**TEXT EXTRACT:**
——————

We have gone through the revised Settlement Agreement. Thank you for incorporating the changes
reflected in the revised document.
As I read through the document, I noted a few points that I wanted to make sure I understand correctly:
I.
Though the marina management fee was reduced by 1/3rd in the revised Settlement Agreement, no
reduction in the amount of the retail leasing fees, brokerage service fees and development management fees
was made.
2.
The revised Settlement Agreement reflects a waiver of retail leasing service fees as referred to in
section 12.01 of the Operating Agreement (or Retail Service Fees, as defined in the Management
Agreement) in respect of the renewal of FTC's/STC's existing lease and the leasing of any additional space
at AYH by an Epstein affiliate, but it does not waive any other fees in respect of revenues that may be
derived from any Epstein affiliate (e.g., management fees in respect of revenues derived from Epstein slip
agreements, fuel purchases, or other marina charges).
3.
The revised settlement agreement conditions the fuel and slip rental discounts on there being no Fuel
Termination Events and no defaults under any AYH lease or any slip agreements. The definition of a Fuel
Termination Event incorporates the right to cure up to 5 fuel payment defaults in a 12 month period.
However, there does not seem to be a cure mechanism in the revised Settlement Agreement for defaults
under any AYH lease or a slip agreement. It therefore appears that a single default under an AYH lease or
slip agreement, even if timely cured, would terminate the entitlement to the fuel and slip rental discounts.
4.
Did you verify how fuel is invoiced at AYH? It is my understanding that it is invoiced and paid
monthly. The revised Settlement Agreement still indicates that fuel should be paid for within 3 days after
purchase. It makes no reference to issuing an invoice, which we require internally to process payment
requests.
EFTA00370108
5.

——————

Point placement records
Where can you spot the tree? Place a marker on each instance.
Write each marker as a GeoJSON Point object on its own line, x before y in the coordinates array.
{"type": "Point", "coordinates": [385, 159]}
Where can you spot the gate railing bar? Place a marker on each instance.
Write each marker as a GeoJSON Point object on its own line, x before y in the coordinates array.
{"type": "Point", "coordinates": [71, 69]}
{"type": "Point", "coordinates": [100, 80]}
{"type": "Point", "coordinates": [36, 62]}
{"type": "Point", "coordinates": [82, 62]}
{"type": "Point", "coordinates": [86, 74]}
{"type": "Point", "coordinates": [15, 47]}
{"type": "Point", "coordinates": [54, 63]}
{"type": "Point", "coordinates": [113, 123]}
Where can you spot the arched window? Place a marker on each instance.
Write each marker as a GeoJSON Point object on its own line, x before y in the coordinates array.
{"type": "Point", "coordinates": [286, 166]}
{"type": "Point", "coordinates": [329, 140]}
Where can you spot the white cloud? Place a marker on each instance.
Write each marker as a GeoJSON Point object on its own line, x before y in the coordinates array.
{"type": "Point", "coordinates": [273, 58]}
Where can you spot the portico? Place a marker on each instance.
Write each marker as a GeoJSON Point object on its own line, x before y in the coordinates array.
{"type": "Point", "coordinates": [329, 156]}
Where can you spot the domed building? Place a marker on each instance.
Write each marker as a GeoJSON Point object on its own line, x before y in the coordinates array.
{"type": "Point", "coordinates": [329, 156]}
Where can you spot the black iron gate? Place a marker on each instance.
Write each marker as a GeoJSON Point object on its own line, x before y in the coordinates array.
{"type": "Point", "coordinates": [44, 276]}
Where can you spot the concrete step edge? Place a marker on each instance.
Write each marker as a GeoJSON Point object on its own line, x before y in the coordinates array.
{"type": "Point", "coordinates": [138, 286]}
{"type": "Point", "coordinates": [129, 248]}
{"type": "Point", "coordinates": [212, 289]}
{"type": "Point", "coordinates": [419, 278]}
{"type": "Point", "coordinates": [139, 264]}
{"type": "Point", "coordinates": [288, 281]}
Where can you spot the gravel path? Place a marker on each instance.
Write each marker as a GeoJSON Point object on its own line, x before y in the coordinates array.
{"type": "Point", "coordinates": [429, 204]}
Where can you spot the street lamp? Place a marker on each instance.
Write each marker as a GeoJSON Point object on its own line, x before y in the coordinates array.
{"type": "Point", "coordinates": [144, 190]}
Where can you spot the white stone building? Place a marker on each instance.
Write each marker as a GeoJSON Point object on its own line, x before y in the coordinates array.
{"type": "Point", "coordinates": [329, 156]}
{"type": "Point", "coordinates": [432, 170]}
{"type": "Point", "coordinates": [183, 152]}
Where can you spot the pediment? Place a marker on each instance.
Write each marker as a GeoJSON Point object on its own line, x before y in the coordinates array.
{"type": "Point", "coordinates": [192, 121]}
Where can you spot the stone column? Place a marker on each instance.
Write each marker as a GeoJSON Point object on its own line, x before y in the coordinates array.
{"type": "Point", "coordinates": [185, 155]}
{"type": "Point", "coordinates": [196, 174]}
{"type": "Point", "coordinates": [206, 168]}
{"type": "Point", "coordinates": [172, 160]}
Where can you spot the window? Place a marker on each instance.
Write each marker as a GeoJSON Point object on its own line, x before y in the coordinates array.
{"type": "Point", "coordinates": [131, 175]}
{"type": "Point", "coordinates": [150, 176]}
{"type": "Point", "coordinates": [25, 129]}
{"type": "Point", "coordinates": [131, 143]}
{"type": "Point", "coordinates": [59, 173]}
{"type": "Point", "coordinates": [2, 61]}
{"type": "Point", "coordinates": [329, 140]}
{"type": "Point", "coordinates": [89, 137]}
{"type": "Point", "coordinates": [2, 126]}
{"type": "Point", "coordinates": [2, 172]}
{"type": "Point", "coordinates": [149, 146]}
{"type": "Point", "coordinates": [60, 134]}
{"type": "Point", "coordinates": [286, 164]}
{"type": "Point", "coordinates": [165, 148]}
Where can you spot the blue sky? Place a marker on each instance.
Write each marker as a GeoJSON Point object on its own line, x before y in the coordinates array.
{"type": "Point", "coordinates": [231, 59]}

——————

**TASK GOAL:**
Translate this sentence from the text on the revised Settlement Agreement into Spanish: "The definition of a Fuel Termination Event incorporates the right to cure up to 5 fuel payment defaults in a 12 month period."

**CORRECT ANSWER:**
La definición de un Evento de Terminación de Combustible incorpora el derecho a subsanar hasta 5 incumplimientos de pago de combustible en un período de 12 meses.